## begin Available records

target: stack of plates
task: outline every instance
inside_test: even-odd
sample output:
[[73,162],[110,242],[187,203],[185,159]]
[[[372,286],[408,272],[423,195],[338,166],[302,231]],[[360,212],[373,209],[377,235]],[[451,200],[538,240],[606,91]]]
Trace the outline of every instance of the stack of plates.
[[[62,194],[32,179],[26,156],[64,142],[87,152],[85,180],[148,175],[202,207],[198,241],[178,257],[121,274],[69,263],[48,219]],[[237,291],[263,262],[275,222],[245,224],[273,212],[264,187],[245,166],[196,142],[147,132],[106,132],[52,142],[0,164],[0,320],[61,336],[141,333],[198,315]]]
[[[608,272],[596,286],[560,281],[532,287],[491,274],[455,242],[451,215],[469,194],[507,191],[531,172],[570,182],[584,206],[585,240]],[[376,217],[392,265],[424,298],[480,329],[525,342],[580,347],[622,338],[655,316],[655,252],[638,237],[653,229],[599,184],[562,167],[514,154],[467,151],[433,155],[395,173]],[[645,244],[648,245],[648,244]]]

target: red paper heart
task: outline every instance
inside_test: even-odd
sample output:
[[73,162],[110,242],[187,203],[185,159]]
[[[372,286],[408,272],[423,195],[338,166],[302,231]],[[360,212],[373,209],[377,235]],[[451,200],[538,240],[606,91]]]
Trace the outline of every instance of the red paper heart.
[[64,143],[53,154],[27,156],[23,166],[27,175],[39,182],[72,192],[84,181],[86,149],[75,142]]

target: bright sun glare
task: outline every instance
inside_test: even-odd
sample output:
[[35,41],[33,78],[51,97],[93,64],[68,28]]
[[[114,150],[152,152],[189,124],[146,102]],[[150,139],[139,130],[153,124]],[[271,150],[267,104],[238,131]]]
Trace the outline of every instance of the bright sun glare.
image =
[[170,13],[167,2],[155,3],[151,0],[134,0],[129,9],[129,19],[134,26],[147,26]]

## end Available records

* **Exercise objective**
Copy out the whole listing above again, word for word, with nothing changed.

* **The response**
target: stack of plates
task: outline every instance
inside_test: even-odd
sample output:
[[73,162],[110,242],[187,203],[185,159]]
[[[372,286],[408,272],[423,195],[338,166],[302,231]],[[360,212],[373,209],[377,235]],[[451,200],[538,240],[606,91]]]
Trace the outline of every instance of the stack of plates.
[[[62,194],[32,179],[26,156],[64,142],[87,152],[85,180],[148,175],[202,207],[198,241],[178,257],[121,274],[69,263],[48,219]],[[237,291],[263,262],[275,222],[245,224],[273,212],[264,187],[245,166],[196,142],[147,132],[106,132],[52,142],[0,164],[0,320],[61,336],[141,333],[198,315]]]
[[[608,272],[596,286],[560,281],[532,287],[491,274],[455,242],[451,215],[469,194],[507,191],[531,172],[570,182],[584,206],[585,240]],[[376,217],[392,265],[424,298],[480,329],[525,342],[580,347],[622,338],[655,316],[655,252],[638,237],[653,229],[599,184],[562,167],[514,154],[467,151],[433,155],[395,173]],[[645,244],[648,245],[648,244]]]

target: red paper heart
task: outline every instance
inside_test: even-odd
sample output:
[[73,162],[110,242],[187,203],[185,159]]
[[[372,286],[408,272],[423,195],[338,166],[302,231]],[[360,212],[373,209],[377,235]],[[451,200],[538,240],[606,91]]]
Trace the outline of every instance of the red paper heart.
[[64,143],[53,154],[27,156],[23,166],[27,175],[39,182],[72,192],[84,181],[86,149],[75,142]]

target: bright sun glare
task: outline every instance
inside_test: even-odd
sample output:
[[35,41],[33,78],[51,97],[93,64],[68,28]]
[[[114,150],[152,152],[189,124],[146,102]],[[150,139],[139,130],[153,124]],[[271,150],[267,104],[238,131]]]
Trace the outline of every instance of the bright sun glare.
image =
[[170,13],[167,2],[155,3],[151,0],[134,0],[129,9],[129,19],[134,26],[147,26]]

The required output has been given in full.